- Task brief:
In the thread below on pg_rewind and xlogtemp files, which function should ignore files named pg_xlog/xlogtemp.*?

- Excerpt provided:

-- Begin --

Thread: pg_rewind and xlogtemp files

pg_rewind and xlogtemp files

From
Michael Paquier
Date:
Hi all,

I just bumped into this report regarding pg_rewind, that impacts as
well the version shipped in src/bin/pg_rewind:
https://github.com/vmware/pg_rewind/issues/45

In short, the issue refers to the fact that if the source server
filemap includes xlogtemp files pg_rewind will surely fail with
something like the following error:

error reading xlog record: record with zero length at 1/D5000090
unexpected result while fetching remote files: ERROR:  could not open
file "pg_xlog/xlogtemp.23056" for reading: No such file or directory

The servers diverged at WAL position 1/D4A081B0 on timeline 174.
Rewinding from Last common checkpoint at 1/D30A5650 on timeline 174

As pointed by dev1ant on the original bug report, process_remote_file
should ignore files named as pg_xlog/xlogtemp.*, and I think that this
is the right thing to do. Any objections for a patch that at the same
time makes "xlogtemp." a define declaration in xlog_internal.h?

Regards,
-- 
Michael



Re: pg_rewind and xlogtemp files

From
Michael Paquier
Date:
On Wed, Jun 17, 2015 at 3:17 PM, Michael Paquier
<michael.paquier@gmail.com> wrote:
> As pointed by dev1ant on the original bug report, process_remote_file
> should ignore files named as pg_xlog/xlogtemp.*, and I think that this
> is the right thing to do. Any objections for a patch that at the same
> time makes "xlogtemp." a define declaration in xlog_internal.h?

-- End --

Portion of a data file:
-- Begin --

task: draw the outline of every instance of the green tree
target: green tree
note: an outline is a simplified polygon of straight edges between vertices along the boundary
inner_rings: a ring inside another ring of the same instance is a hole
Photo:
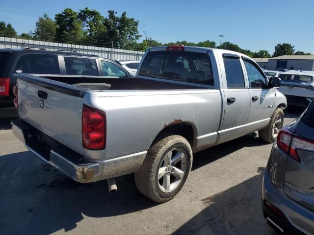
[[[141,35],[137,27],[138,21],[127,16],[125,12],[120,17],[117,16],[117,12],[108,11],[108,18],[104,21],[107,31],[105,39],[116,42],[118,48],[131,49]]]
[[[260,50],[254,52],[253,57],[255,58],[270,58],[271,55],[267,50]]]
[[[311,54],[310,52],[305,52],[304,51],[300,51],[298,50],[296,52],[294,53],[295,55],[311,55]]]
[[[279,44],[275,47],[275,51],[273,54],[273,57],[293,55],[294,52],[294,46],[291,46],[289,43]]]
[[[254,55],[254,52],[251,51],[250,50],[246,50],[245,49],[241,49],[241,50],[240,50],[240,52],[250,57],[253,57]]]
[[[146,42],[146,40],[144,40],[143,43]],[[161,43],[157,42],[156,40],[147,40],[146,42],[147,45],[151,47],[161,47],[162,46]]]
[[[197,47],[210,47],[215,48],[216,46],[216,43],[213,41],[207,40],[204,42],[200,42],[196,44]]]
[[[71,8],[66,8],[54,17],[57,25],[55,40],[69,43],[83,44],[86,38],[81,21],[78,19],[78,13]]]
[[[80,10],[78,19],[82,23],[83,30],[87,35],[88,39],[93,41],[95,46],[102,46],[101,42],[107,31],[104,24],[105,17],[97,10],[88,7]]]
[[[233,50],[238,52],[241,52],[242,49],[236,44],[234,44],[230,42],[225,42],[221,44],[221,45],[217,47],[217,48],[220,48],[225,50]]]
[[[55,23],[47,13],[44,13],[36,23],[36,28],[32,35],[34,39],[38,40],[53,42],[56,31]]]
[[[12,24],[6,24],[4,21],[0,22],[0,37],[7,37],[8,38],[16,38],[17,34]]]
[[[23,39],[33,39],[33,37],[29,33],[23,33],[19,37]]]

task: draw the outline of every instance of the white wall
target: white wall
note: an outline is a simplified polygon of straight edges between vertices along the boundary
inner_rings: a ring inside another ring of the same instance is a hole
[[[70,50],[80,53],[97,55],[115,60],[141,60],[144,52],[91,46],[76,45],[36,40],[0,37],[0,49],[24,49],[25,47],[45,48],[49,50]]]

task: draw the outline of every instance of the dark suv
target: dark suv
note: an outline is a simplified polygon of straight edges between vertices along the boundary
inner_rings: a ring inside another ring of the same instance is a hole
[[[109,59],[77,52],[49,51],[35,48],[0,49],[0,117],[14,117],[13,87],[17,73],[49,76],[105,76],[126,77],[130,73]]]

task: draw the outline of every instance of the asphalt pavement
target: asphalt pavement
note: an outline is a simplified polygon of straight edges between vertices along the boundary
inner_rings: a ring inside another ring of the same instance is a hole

-- End --

- Result of this task:
process_remote_file